### [EXTRACT]
# Mogadore Lights



## City fisher (Jul 12, 2012)

This Saturday/early Sunday morning while out at Mogadore there were two boats putting around with a bunch of flood lights mounted on them powered by some type of generator from the sounds I heard, at least 8 flood lights a piece were on these things. Four mounted on each side and two on the front. They also had what looked like some kind of platform built in the boat as there was one guy standing on the platform thing and another driving the boat. They were hugging the shore line all the way around the lake. They even went into every little cove they came across. Never ventured out into the lake, just stayed up close to the shoreline. Can anyone shed some light on who or what this was? At first I thought it was some one running some trot lines but they never stopped to look at anything. It was almost like they were searching the banks for something.


----------



## stak45dx1 (Jun 21, 2011)

dnr electro-fishing? anything else and I would imagine that gas-powered generators wouldn't be allowed on mogadore.


----------



## City fisher (Jul 12, 2012)

I thought the same thing about the elctro-fishing. But wouldnt they have to stop and grab the fish and do what ever it is they do before moving on to the next spot? These boats never stopped and never went above a crawl for speed and it seemed like they were lighting up the woods around the reservoir more than anything. I heard them before I saw them and thought the same thing, even said to my cousin, someone is going to get hammered for having the gas powered generator on Mogadore. It could have been ODNR as there was a ranger turning his pickup around at the gate when I first got there but I figured he was checking for fishing licenses. He didnt have a trailer on his truck.

### [TASK REQUIREMENTS]
Can you return the whole Mogadore lights thread word for word, without changing anything? Rely on the thread above alone and set the material aside.

### [DATA PROVIDED]
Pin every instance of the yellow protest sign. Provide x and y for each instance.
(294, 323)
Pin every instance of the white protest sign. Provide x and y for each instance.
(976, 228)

### [EXERCISE RESULT]
# Mogadore Lights



## City fisher (Jul 12, 2012)

This Saturday/early Sunday morning while out at Mogadore there were two boats putting around with a bunch of flood lights mounted on them powered by some type of generator from the sounds I heard, at least 8 flood lights a piece were on these things. Four mounted on each side and two on the front. They also had what looked like some kind of platform built in the boat as there was one guy standing on the platform thing and another driving the boat. They were hugging the shore line all the way around the lake. They even went into every little cove they came across. Never ventured out into the lake, just stayed up close to the shoreline. Can anyone shed some light on who or what this was? At first I thought it was some one running some trot lines but they never stopped to look at anything. It was almost like they were searching the banks for something.


----------



## stak45dx1 (Jun 21, 2011)

dnr electro-fishing? anything else and I would imagine that gas-powered generators wouldn't be allowed on mogadore.


----------



## City fisher (Jul 12, 2012)

I thought the same thing about the elctro-fishing. But wouldnt they have to stop and grab the fish and do what ever it is they do before moving on to the next spot? These boats never stopped and never went above a crawl for speed and it seemed like they were lighting up the woods around the reservoir more than anything. I heard them before I saw them and thought the same thing, even said to my cousin, someone is going to get hammered for having the gas powered generator on Mogadore. It could have been ODNR as there was a ranger turning his pickup around at the gate when I first got there but I figured he was checking for fishing licenses. He didnt have a trailer on his truck.